## GIVEN INFORMATION
____
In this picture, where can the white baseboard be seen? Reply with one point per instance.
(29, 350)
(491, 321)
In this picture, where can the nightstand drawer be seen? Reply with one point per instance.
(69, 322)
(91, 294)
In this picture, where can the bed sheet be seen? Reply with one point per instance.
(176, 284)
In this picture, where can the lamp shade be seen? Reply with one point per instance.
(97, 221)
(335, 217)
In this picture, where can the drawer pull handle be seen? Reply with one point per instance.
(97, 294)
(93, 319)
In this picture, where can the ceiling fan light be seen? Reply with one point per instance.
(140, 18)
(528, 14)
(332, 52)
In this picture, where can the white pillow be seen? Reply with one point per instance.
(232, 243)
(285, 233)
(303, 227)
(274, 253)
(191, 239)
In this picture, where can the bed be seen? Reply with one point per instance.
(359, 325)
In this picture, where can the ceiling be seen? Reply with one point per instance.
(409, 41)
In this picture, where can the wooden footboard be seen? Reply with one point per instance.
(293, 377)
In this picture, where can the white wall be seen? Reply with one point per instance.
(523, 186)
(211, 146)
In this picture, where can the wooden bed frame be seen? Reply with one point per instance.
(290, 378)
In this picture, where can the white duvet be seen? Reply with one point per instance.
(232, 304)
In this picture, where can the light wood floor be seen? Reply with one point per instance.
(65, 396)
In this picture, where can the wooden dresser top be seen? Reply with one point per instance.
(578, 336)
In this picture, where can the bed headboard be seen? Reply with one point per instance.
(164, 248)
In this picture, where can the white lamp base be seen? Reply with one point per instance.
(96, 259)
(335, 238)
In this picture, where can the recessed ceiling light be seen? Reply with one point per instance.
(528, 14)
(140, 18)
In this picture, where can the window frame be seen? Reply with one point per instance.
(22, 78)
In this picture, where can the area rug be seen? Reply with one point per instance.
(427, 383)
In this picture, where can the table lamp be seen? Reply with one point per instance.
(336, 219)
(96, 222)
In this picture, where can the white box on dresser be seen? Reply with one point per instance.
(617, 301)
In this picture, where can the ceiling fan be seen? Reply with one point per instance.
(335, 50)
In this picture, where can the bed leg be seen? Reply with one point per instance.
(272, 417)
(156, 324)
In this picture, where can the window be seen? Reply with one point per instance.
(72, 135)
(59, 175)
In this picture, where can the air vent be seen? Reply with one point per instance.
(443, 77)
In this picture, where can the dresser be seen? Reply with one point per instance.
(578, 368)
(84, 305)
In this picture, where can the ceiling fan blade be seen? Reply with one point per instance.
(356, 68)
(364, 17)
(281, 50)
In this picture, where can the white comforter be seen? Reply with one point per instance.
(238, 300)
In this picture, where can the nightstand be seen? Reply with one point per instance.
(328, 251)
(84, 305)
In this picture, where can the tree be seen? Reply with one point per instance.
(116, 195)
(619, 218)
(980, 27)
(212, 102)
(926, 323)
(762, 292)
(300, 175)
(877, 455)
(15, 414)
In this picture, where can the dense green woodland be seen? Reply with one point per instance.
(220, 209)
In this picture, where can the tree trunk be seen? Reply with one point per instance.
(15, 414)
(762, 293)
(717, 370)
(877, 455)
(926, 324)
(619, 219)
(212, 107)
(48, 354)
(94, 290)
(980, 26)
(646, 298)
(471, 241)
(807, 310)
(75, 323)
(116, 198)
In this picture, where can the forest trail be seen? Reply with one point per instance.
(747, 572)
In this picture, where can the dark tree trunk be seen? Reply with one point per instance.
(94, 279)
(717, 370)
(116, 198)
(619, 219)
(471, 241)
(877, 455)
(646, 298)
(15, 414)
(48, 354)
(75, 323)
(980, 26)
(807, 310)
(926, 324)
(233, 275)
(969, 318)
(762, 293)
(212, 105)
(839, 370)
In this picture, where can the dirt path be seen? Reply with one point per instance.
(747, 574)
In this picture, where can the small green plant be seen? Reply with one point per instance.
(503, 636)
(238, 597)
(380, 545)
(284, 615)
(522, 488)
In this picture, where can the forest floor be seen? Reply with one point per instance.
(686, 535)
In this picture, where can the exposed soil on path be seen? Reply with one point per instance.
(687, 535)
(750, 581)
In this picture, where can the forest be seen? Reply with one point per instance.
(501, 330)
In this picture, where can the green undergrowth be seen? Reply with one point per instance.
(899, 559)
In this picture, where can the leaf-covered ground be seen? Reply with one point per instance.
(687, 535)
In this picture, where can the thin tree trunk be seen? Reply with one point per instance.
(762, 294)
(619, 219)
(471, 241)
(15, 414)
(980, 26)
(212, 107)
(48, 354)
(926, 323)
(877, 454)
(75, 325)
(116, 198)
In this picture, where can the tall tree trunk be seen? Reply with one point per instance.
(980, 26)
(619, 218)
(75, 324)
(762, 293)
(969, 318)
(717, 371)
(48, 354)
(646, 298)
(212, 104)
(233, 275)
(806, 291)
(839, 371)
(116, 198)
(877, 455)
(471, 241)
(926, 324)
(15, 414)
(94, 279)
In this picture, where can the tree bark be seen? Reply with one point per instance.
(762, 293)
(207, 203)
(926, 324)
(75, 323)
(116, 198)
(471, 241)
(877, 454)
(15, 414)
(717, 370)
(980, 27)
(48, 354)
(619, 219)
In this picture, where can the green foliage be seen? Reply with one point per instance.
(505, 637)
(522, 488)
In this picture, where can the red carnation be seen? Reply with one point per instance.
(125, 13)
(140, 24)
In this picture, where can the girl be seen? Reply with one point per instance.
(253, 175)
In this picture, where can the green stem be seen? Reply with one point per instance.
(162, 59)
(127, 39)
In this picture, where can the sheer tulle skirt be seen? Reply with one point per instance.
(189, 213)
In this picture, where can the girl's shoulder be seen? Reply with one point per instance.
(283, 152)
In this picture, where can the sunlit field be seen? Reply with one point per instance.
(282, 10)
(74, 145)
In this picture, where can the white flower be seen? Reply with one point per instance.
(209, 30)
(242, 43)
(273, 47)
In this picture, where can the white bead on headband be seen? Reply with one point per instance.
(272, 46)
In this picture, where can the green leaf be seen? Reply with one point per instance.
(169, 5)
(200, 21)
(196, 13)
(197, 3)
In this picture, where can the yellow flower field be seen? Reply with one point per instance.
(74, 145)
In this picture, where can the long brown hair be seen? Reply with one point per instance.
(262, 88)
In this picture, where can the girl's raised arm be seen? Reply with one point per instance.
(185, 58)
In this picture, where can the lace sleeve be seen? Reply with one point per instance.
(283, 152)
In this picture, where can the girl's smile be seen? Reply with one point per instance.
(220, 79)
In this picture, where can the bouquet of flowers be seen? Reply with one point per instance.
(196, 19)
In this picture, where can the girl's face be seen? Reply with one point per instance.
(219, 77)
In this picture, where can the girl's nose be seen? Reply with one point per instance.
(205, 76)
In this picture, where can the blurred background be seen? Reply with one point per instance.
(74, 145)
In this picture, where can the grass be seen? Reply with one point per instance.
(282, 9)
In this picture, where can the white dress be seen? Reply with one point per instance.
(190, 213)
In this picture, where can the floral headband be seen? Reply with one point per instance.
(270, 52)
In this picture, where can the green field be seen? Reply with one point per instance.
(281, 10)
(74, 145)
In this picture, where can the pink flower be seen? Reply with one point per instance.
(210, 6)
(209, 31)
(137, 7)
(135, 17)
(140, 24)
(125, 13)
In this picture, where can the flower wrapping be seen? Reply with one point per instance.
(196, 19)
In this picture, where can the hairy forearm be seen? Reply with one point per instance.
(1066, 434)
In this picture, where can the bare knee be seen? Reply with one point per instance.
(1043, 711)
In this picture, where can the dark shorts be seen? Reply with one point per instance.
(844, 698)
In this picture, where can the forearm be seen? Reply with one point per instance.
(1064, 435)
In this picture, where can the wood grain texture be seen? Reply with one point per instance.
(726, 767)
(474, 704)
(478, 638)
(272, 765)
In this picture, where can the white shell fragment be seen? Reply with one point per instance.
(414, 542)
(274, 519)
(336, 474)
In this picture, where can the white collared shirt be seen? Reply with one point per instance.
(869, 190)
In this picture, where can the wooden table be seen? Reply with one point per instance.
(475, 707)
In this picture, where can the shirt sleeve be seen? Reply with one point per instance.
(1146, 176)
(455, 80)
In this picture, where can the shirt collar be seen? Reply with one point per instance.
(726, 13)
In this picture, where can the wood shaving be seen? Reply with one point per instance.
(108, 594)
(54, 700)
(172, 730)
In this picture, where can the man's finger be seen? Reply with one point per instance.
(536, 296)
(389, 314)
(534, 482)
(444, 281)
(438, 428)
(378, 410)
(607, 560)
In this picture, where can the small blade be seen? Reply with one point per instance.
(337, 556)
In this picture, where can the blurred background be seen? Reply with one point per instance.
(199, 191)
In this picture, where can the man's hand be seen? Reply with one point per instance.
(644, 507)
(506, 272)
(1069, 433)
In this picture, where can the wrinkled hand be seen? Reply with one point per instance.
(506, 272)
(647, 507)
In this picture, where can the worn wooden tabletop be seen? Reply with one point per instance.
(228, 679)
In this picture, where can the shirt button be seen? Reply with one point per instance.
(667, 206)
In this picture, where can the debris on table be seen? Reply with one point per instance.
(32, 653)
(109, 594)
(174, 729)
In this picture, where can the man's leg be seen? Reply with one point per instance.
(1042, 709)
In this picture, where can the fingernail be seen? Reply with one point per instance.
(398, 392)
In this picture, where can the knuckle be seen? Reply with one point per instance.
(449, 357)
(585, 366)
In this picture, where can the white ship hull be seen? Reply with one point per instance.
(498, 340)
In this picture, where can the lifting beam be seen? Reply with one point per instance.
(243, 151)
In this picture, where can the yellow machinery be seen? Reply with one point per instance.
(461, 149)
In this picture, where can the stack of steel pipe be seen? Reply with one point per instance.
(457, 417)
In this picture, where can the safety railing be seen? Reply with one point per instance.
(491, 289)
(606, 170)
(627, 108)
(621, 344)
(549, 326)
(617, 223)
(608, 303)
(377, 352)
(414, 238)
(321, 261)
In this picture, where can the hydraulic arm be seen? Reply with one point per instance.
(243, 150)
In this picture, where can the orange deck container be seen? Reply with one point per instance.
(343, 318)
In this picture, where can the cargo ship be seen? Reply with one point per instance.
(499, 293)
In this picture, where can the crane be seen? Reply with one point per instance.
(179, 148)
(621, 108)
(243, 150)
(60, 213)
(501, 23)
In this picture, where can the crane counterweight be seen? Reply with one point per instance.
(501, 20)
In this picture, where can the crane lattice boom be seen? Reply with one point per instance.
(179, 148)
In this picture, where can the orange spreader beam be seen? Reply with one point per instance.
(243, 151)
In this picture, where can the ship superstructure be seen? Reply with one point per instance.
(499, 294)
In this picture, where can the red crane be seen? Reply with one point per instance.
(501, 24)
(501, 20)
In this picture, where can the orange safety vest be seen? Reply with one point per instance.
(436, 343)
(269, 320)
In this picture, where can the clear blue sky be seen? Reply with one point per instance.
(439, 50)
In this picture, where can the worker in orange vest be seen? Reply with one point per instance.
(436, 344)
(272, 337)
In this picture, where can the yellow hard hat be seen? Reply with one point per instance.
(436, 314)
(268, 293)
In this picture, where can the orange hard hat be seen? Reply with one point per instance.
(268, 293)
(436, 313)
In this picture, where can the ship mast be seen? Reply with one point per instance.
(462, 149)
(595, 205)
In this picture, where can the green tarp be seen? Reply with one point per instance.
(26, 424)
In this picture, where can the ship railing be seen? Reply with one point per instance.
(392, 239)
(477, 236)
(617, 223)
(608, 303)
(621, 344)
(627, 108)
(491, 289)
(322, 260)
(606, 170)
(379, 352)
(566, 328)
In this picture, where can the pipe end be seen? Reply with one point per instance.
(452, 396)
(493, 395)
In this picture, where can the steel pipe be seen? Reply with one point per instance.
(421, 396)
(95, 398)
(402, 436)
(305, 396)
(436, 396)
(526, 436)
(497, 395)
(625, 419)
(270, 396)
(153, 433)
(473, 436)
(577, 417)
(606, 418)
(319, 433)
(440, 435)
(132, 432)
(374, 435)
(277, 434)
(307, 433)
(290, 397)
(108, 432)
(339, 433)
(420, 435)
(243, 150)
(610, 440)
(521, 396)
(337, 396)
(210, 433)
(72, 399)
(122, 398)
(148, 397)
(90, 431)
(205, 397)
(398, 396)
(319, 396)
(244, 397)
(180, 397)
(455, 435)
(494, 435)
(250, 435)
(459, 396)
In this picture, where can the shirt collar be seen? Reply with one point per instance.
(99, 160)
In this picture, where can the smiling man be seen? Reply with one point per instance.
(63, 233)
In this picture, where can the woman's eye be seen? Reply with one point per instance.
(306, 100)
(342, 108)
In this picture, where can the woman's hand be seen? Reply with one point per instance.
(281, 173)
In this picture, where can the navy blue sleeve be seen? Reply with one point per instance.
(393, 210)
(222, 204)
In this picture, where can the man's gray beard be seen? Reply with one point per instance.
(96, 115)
____
## EXERCISE DESCRIPTION
Give back the lines of the listing from the one with "In this picture, where can the smiling" through the end, both included, exactly as written and with nothing added.

## CORRECT RESPONSE
In this picture, where can the smiling man be seen? Reply with one point per instance.
(63, 233)
In this picture, where can the woman's eye be seen? Reply with one point per instance.
(306, 100)
(342, 108)
In this picture, where can the woman's hand be seen? Reply with one point per instance.
(281, 173)
In this picture, where can the navy blue sleeve be seen? Reply with one point per instance.
(393, 210)
(222, 204)
In this picture, where can the man's gray beard be seen? Reply with one point per instance.
(96, 115)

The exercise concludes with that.